• **Task material**:
-- begin --
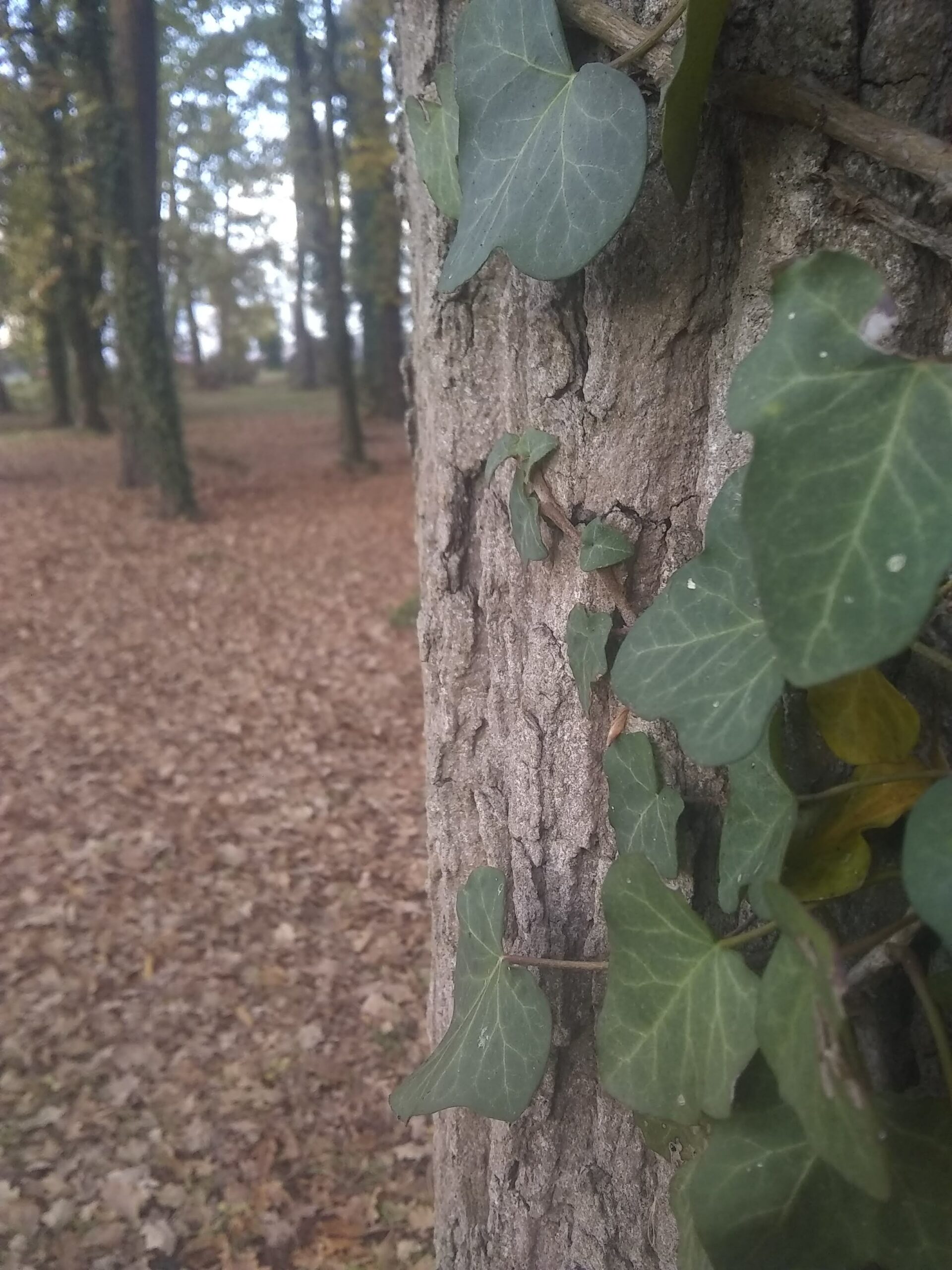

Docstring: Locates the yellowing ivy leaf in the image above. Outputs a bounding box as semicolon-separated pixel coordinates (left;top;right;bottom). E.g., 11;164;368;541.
782;833;872;902
806;667;919;763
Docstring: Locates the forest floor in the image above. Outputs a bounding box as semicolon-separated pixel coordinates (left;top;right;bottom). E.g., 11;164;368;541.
0;386;433;1270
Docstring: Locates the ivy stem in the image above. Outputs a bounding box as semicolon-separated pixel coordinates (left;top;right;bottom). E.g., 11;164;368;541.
608;0;688;70
797;767;950;803
839;913;919;956
532;475;635;626
913;640;952;671
891;946;952;1102
503;952;608;973
717;922;777;949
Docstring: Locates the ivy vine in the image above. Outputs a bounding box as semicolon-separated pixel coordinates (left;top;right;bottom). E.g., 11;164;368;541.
391;0;952;1270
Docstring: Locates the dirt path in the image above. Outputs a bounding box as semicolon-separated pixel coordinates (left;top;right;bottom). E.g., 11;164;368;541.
0;413;431;1270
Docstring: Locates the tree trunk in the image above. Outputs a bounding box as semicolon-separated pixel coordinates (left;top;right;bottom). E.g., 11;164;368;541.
75;0;197;515
41;309;73;428
397;0;952;1270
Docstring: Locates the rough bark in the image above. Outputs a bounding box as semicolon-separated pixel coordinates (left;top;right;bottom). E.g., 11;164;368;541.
397;0;952;1270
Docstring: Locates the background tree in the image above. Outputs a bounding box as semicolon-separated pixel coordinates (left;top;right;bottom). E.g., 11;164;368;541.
397;0;952;1270
342;0;405;419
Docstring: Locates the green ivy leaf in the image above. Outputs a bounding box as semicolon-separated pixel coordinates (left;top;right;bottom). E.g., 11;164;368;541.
612;469;783;766
684;1106;877;1270
579;518;635;573
601;732;684;878
668;1159;714;1270
485;428;558;484
717;726;797;917
565;605;612;712
661;0;731;203
683;1097;952;1270
404;62;461;221
390;869;552;1120
595;855;758;1121
509;467;548;564
727;252;952;687
902;780;952;949
439;0;648;291
757;883;890;1199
-- end --
• **Description of the task**: Scale everything from the line containing "Docstring: Locates the forest" down to the line containing "0;386;433;1270", both included, by writing those lines out again in full with each bounding-box coordinate in the answers multiplied by 0.5 and rounded to a whole number, halves rounded up. Leave all other text on those lines unchanged, including the sample coordinates.

• **Solution for this exercise**:
Docstring: Locates the forest floor in the image above. Outputs a bounding box as semicolon-separated pixel coordinates (left;top;right;bottom). E.g., 11;164;368;541.
0;193;217;635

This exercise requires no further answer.